> **TASK DETAILS**:
Reproduce the listing below word for word, from start to finish, but leave out the pictures.

[START DATASET RECORDS]

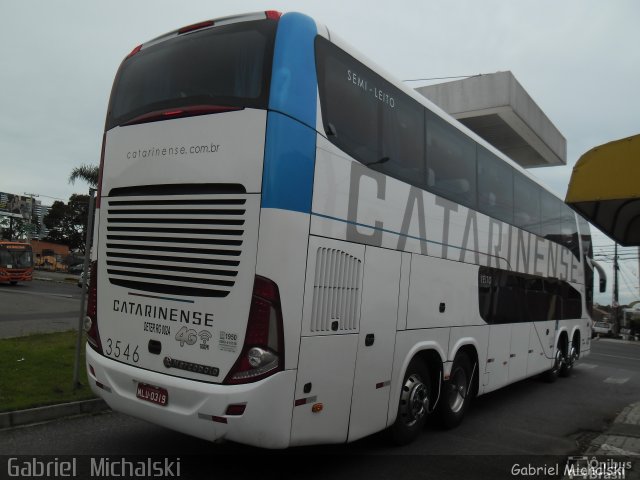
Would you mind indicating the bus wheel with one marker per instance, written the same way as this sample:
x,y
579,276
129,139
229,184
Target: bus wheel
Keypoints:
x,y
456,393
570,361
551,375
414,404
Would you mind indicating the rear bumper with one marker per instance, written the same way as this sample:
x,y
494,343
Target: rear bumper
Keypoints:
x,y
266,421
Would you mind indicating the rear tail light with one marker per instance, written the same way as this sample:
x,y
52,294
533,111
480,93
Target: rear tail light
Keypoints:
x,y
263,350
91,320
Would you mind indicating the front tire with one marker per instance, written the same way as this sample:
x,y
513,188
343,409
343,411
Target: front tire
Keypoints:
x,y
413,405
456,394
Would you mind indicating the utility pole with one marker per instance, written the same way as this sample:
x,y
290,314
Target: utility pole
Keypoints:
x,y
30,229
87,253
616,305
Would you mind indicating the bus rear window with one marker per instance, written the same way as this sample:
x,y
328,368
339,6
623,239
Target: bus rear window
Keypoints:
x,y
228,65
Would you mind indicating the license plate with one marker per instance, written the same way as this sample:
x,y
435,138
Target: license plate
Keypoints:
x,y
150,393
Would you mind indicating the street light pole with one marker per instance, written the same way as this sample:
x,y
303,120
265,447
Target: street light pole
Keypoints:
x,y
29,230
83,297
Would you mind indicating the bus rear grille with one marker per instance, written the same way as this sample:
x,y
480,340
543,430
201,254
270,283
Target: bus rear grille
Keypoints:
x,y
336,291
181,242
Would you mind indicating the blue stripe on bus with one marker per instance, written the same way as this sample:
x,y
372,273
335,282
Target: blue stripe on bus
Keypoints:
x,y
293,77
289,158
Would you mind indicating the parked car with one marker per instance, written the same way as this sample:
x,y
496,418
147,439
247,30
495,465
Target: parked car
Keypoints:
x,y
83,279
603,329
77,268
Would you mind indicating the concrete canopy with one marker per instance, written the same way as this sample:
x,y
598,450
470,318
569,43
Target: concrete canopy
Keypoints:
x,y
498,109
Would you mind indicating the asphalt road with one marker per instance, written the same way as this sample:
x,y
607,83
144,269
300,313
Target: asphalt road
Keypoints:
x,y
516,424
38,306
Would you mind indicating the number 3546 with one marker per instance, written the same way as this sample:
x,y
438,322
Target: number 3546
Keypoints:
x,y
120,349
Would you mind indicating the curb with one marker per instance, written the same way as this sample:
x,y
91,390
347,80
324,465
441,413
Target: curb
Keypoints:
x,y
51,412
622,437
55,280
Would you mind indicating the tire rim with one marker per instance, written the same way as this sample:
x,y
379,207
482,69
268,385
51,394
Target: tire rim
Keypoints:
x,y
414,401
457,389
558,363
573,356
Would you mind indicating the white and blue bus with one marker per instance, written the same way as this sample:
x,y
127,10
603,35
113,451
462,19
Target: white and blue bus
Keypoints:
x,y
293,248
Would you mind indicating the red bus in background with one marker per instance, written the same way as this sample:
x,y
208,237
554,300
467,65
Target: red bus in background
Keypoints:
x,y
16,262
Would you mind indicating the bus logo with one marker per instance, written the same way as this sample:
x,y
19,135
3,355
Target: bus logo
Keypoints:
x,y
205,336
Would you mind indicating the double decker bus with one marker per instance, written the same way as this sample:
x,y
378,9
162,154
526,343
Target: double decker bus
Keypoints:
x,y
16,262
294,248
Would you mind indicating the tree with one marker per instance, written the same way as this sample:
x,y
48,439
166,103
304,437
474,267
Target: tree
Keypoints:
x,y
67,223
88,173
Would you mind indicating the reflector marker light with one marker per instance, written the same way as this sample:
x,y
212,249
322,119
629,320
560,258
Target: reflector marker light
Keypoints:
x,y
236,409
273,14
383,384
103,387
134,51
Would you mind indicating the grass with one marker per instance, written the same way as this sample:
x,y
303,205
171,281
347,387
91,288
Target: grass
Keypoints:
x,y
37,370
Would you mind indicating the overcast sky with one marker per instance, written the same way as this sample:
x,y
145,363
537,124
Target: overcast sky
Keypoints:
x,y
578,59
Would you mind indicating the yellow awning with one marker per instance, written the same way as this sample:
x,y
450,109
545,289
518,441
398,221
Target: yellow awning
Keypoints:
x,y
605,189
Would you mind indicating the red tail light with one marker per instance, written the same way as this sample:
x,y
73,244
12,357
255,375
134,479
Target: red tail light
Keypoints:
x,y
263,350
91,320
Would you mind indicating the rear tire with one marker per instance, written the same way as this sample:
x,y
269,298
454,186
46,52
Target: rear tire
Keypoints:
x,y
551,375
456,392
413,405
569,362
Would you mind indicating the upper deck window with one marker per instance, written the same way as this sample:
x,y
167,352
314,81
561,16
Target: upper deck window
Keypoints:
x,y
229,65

[END DATASET RECORDS]

> **WRITTEN REPLY**:
Would you mind indicating the bus wheel with one marker per instance, written the same way as this sample:
x,y
579,276
129,139
229,184
Target: bus wheel
Keypoints:
x,y
456,393
570,361
551,375
414,404
Would you mind indicating the rear bumper with one marker per instance, written the same way as this sample:
x,y
494,343
Target: rear bumper
Keypoints:
x,y
266,421
Would you mind indicating the rear tail light with one marker per instance, written the same way as this sample:
x,y
52,294
533,111
480,93
Target: rear tail light
Keypoints:
x,y
263,350
91,320
Would you mind indicating the front tire with one marker per instance, written the same way as this sample:
x,y
513,188
343,409
343,411
Target: front tire
Keypoints:
x,y
413,405
456,394
Would you mind indicating the utility pole with one marker per instance, written the same way as this sample:
x,y
290,314
Target: utility pole
Keypoints:
x,y
30,229
87,253
616,305
Would you mind indicating the bus rear window with one marker per instance, written the same way as this sample:
x,y
328,368
339,6
623,239
Target: bus rear window
Keypoints:
x,y
228,65
Would you mind indicating the license plate with one marker per instance, written the same way as this sample:
x,y
435,138
Target: license plate
Keypoints:
x,y
150,393
Would you mind indicating the street light pole with one marker per instance, written the same way as this sample:
x,y
303,120
265,447
Target: street light pole
Keypoints:
x,y
29,230
83,297
Would you mind indicating the bus rear grille with one marker per instance, written the same way as this sample:
x,y
480,340
543,430
201,254
270,283
Target: bus rear grille
Keypoints:
x,y
336,291
181,242
Would you mind indicating the blue stripe on bus with one marker per instance, written the same way as this sample:
x,y
372,273
335,282
Target: blue stripe on bus
Keypoints:
x,y
293,77
289,158
Would you mind indicating the parked car with one marker per instance, written the same way as this sample:
x,y
496,418
147,439
247,30
495,465
Target: parked car
Keypoints:
x,y
83,279
603,329
77,268
Would you mind indicating the concrete canopy with one marker per instance, written the same way as this sample:
x,y
598,450
470,318
569,43
Target: concrete canopy
Keypoints:
x,y
498,109
Would you mind indicating the asphalt road with one marker per instance, written the same way as this sample:
x,y
607,83
144,269
300,313
Target: asphalt road
Keypoints:
x,y
516,424
38,306
Would you mind indicating the number 3546 with one marker per instance, written the same way as this sample:
x,y
438,322
Target: number 3546
Keypoints:
x,y
120,349
Would you mind indicating the curb with one marker per instance, written the same way as this sample:
x,y
91,390
347,80
324,465
441,413
Target: curb
Keypoints:
x,y
51,412
622,437
55,280
Would you mind indicating the tire rim with one marker per instance, written the same way as this sample:
x,y
379,207
482,69
268,385
51,394
Target: tire rim
Keypoints:
x,y
414,401
457,389
558,363
573,356
Would you mind indicating the white and blue bus with one marker per instance, written the same way as this sample:
x,y
127,10
603,35
113,451
462,19
Target: white and blue bus
Keypoints:
x,y
293,248
Would you mind indicating the red bus in background with one marker per instance, written the same way as this sample:
x,y
208,237
554,300
467,65
Target: red bus in background
Keypoints:
x,y
16,262
Would you mind indicating the bus logo with one marker per instance, written the same way as this sample:
x,y
19,135
3,355
Target: bus logo
Keypoints:
x,y
205,336
Would you mind indicating the double decker bus with one marker per instance, written the same way as this sample:
x,y
378,9
162,154
526,343
Target: double decker bus
Keypoints:
x,y
16,262
294,248
Would you mind indicating the tree with one marker per instance, written the same way as this sample:
x,y
48,439
166,103
304,437
474,267
Target: tree
Keypoints:
x,y
67,223
88,173
Would you mind indicating the reflector marker light with one marker per instance, written the same way as this sample:
x,y
212,249
322,119
629,320
560,258
Target: reflector marker light
Keypoints:
x,y
236,409
273,14
383,384
103,387
134,51
Would you mind indicating the grass with one marker per instance, written the same way as this sample:
x,y
303,205
171,281
347,387
91,288
Target: grass
Keypoints:
x,y
37,370
Would you mind indicating the overcast sky with one marker per instance, written the same way as this sample:
x,y
145,363
537,124
Target: overcast sky
Keypoints:
x,y
578,59
Would you mind indicating the yellow awning with one marker per instance, written the same way as this sample:
x,y
450,109
545,289
518,441
398,221
Target: yellow awning
Keypoints:
x,y
605,189
Would you mind indicating the red tail light with one marker per instance, written the same way as this sample:
x,y
73,244
12,357
255,375
134,479
Target: red tail light
Keypoints:
x,y
263,350
91,320
Would you mind indicating the rear tire with one marker per instance, written the same way as this sample:
x,y
269,298
454,186
46,52
Target: rear tire
Keypoints:
x,y
551,375
456,392
413,405
569,362
Would you mind indicating the upper deck window with one marker per instance, written the same way as this sample:
x,y
167,352
314,81
561,16
Target: upper deck window
Keypoints:
x,y
229,65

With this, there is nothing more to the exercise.